◆ WHAT YOU WILL DO
Please copy everything from "Regardless of their" down to "impeaching the president." in the article on the impeachment inquiry, changing "milestone" to "benchmark".

◆ PASSAGE
□ □ □ □

Updated 11:11 a.m. | The trickle of Democrats calling for an impeachment inquiry into President Donald Trump has turned into a flood, with 21 new members joining the push since former special counsel Robert S. Mueller III testified before the House Judiciary and Intelligence committees on July 24.
The total number of House Democrats now supporting an impeachment inquiry is 118, half of their 235-member caucus.
But Florida Rep. Ted Deutch, the 118th member to publicly express his support for an impeachment inquiry, also doesn't think the House needs to vote to establish one, arguing that the Judiciary Committee's ongoing probe already is one.
Only Congress can hold the President accountable for obstruction of justice.I support an impeachment inquiry. We don’t need a House vote. We are already in one. Read my @SunSentinel op-ed: https://t.co/HpbHDIEWQd — Rep. Ted Deutch (@RepTedDeutch) August 1, 2019
The other Democrats who've recently said they support impeachment proceedings have made different statements, suggesting there needs to be a formal elevation from oversight investigation to impeachment inquiry.
Regardless of their reasons, impeachment inquiry supporters totaling half of the Democratic Caucus is a more symbolic than substantive milestone. Speaker Nancy Pelosi insists she won’t be pressured to launch impeachment proceedings before Democrats’ six ongoing committee investigations and evidence-gathering provide the “strongest possible case” for impeaching the president.
Exactly when that case materializes is unclear, as much of Democrats’ investigatory work looking into the president’s alleged obstruction of justice and other potential crimes is tied up in court battles with the Trump administration, which has largely resisted House requests for documents and testimony from current and former White House aides.

□ □ □ □

◆ INFORMATION SHOWN
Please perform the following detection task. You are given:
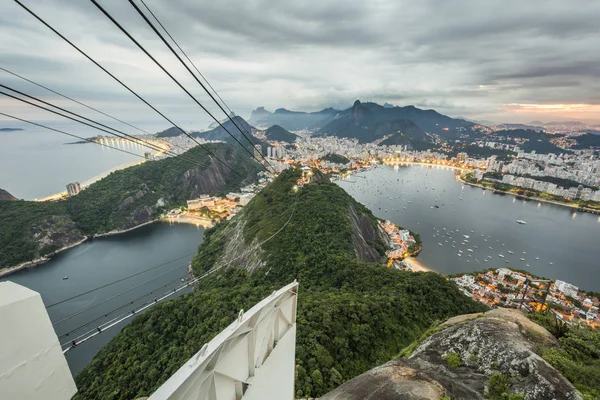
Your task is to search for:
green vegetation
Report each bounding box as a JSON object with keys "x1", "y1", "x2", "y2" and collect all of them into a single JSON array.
[
  {"x1": 529, "y1": 313, "x2": 600, "y2": 400},
  {"x1": 444, "y1": 353, "x2": 462, "y2": 368},
  {"x1": 321, "y1": 153, "x2": 350, "y2": 164},
  {"x1": 0, "y1": 144, "x2": 259, "y2": 268},
  {"x1": 76, "y1": 170, "x2": 487, "y2": 399},
  {"x1": 462, "y1": 173, "x2": 600, "y2": 210},
  {"x1": 265, "y1": 125, "x2": 298, "y2": 143}
]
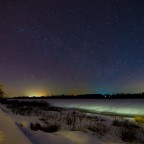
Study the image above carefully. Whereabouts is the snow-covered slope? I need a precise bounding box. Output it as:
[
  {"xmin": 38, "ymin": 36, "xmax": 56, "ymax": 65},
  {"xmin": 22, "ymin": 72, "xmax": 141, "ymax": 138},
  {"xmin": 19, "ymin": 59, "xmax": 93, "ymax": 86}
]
[{"xmin": 0, "ymin": 108, "xmax": 31, "ymax": 144}]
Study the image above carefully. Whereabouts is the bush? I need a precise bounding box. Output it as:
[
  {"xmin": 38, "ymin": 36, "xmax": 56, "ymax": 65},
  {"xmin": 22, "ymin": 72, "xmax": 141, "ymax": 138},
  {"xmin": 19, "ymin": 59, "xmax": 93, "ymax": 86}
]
[
  {"xmin": 121, "ymin": 127, "xmax": 136, "ymax": 142},
  {"xmin": 120, "ymin": 120, "xmax": 140, "ymax": 142},
  {"xmin": 88, "ymin": 122, "xmax": 109, "ymax": 135},
  {"xmin": 30, "ymin": 123, "xmax": 60, "ymax": 133}
]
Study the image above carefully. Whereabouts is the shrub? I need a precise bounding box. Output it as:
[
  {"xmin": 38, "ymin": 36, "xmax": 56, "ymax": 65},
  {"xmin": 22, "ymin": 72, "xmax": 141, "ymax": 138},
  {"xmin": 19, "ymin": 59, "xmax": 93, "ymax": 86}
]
[
  {"xmin": 121, "ymin": 127, "xmax": 136, "ymax": 141},
  {"xmin": 30, "ymin": 123, "xmax": 60, "ymax": 133},
  {"xmin": 88, "ymin": 122, "xmax": 109, "ymax": 135}
]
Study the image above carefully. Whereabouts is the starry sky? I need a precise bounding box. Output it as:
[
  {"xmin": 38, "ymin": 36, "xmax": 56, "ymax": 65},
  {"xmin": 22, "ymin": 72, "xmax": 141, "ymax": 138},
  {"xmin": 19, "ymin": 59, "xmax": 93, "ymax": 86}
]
[{"xmin": 0, "ymin": 0, "xmax": 144, "ymax": 97}]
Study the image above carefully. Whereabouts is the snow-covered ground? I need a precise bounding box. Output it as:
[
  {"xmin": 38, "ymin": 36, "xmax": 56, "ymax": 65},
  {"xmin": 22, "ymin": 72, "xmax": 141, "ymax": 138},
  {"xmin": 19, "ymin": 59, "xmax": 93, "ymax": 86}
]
[
  {"xmin": 47, "ymin": 99, "xmax": 144, "ymax": 115},
  {"xmin": 0, "ymin": 100, "xmax": 144, "ymax": 144},
  {"xmin": 0, "ymin": 109, "xmax": 32, "ymax": 144}
]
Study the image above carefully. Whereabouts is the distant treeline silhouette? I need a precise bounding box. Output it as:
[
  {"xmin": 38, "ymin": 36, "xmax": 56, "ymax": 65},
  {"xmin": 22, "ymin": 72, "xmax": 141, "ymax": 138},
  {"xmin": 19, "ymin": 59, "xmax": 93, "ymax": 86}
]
[{"xmin": 14, "ymin": 93, "xmax": 144, "ymax": 99}]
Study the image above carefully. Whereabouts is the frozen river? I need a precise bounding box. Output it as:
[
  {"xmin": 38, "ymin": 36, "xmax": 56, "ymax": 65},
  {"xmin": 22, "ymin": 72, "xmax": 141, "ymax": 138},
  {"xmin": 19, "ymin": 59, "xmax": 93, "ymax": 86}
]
[{"xmin": 47, "ymin": 99, "xmax": 144, "ymax": 115}]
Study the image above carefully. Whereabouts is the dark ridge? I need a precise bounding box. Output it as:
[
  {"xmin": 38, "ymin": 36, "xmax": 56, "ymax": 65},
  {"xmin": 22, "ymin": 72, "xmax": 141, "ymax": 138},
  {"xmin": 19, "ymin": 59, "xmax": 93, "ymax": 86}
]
[{"xmin": 11, "ymin": 93, "xmax": 144, "ymax": 99}]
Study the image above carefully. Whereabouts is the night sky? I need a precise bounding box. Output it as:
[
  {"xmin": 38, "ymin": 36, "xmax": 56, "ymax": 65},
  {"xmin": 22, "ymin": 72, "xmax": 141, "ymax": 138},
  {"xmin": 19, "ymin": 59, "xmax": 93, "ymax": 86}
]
[{"xmin": 0, "ymin": 0, "xmax": 144, "ymax": 96}]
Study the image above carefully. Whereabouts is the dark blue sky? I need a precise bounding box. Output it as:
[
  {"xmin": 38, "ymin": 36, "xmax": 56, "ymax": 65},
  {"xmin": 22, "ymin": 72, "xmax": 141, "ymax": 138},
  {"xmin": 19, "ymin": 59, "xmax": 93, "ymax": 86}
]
[{"xmin": 0, "ymin": 0, "xmax": 144, "ymax": 96}]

□ □ □ □

◆ EXPECTED ANSWER
Regardless of their reasons, impeachment inquiry supporters totaling half of the Democratic Caucus is a more symbolic than substantive benchmark. Speaker Nancy Pelosi insists she won’t be pressured to launch impeachment proceedings before Democrats’ six ongoing committee investigations and evidence-gathering provide the “strongest possible case” for impeaching the president.